## WORK INSTRUCTIONS
Copy out each line of the listing below verbatim, keeping the original order.

>> begin RECORDS PROVIDED

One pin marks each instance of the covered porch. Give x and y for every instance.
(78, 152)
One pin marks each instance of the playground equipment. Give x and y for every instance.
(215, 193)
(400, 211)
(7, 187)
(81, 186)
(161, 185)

>> end RECORDS PROVIDED

## WRITTEN SOLUTION
One pin marks each instance of the covered porch. Give x and y for every instance.
(78, 152)
One pin marks each instance of the playground equipment. Give x and y for every instance.
(215, 193)
(400, 211)
(7, 187)
(81, 186)
(161, 185)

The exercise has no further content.